— begin —

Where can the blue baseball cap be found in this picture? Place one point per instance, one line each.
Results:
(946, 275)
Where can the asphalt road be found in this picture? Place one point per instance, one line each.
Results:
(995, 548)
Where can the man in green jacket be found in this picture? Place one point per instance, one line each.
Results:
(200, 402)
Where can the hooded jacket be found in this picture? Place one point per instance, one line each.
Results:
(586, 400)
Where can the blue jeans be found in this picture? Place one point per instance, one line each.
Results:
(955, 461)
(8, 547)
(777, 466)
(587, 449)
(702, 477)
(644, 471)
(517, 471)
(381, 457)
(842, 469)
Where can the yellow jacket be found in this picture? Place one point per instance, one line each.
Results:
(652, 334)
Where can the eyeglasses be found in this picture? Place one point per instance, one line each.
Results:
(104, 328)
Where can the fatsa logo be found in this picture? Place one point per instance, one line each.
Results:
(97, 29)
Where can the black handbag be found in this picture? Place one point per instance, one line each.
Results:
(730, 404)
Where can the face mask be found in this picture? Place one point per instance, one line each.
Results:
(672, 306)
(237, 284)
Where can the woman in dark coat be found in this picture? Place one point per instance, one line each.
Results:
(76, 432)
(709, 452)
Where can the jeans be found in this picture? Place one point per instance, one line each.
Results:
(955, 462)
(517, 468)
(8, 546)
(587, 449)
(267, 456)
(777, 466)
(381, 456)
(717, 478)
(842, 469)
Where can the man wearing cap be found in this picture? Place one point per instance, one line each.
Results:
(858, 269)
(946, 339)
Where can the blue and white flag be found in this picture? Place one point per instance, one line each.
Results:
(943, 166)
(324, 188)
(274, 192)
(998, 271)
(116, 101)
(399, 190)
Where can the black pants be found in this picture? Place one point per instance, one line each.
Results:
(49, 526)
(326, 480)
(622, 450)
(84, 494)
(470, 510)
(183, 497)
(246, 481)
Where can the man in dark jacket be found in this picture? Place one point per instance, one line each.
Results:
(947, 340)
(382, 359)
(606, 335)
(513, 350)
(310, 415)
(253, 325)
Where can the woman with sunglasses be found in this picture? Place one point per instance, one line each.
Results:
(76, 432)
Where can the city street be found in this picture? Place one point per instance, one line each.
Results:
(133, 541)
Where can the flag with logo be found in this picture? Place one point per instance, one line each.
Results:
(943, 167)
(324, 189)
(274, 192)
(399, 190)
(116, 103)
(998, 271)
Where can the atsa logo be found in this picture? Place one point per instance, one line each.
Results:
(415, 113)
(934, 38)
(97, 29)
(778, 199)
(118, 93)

— end —

**Task instructions:** Reproduce the entire listing, renaming every occurrence of "Results" to "Locations" and leaving all other text unchanged.

**Response:**
Where can the blue baseball cap be found in this picture? Place one point per instance, one line each.
Locations:
(946, 275)
Where can the asphalt road be found in this picture? Place one point per instance, one line each.
Locations:
(995, 548)
Where can the man in green jacket be found in this picture? Place one point per instance, one line each.
Locations:
(200, 402)
Where can the hooded jacket be found in this picture? Place one point per instance, one line each.
Locations:
(586, 400)
Where can the blue jeans be found in this picture? Place one point per instance, one line each.
Locations:
(955, 461)
(8, 547)
(777, 466)
(587, 449)
(702, 477)
(644, 471)
(517, 471)
(381, 457)
(842, 469)
Where can the yellow jacket be found in this picture? Place one point per instance, one line each.
Locations:
(652, 334)
Where can the eyeglasses be found in this picture? Place one point per instance, one line each.
Locations:
(104, 328)
Where can the fatsa logo be found in this picture? Place one point per instance, one line each.
Locations:
(97, 29)
Where can the black handbag be found in this picture? Place one point per instance, one line each.
Locations:
(730, 404)
Where can the face mask be found in this picture? Place one point per instance, one line each.
Locations:
(672, 306)
(237, 284)
Where can the woman in dark coat be found in this picture? Place one point per instance, one line each.
Locations:
(76, 432)
(709, 452)
Where can the jeans be found in this picture? Place one point per instance, one line each.
Locations:
(955, 462)
(517, 468)
(8, 546)
(587, 449)
(267, 456)
(777, 466)
(381, 456)
(717, 478)
(842, 469)
Where can the man wearing cap be found in this picture? Place one point per instance, one line each.
Locations:
(858, 269)
(946, 339)
Where can the blue and white flag be found in this picture? Place one point per instance, one line each.
Locations:
(943, 166)
(324, 188)
(274, 192)
(998, 271)
(116, 101)
(399, 190)
Where can the black pants be found in this picture? Place one point per instance, one line each.
Locations:
(49, 526)
(326, 480)
(622, 450)
(84, 494)
(470, 510)
(183, 497)
(246, 481)
Where can the man in dark jacket be found in this picture? Place one point per instance, one line each.
Locations:
(947, 340)
(382, 359)
(606, 335)
(513, 350)
(310, 415)
(253, 325)
Where can the woman with sunglasses be found in this picture? Place one point per instance, one line each.
Locations:
(76, 432)
Where can the city street be found in this picture? Place one point per instance, one line each.
Locations:
(133, 541)
Where can the flag with logo be found in this picture? Place one point per instance, one line each.
Locations:
(943, 167)
(324, 189)
(274, 192)
(399, 190)
(116, 103)
(998, 271)
Where can the atsa logo be found in this picture? Place one point per instance, one line each.
Locations:
(415, 113)
(934, 38)
(97, 29)
(778, 199)
(118, 93)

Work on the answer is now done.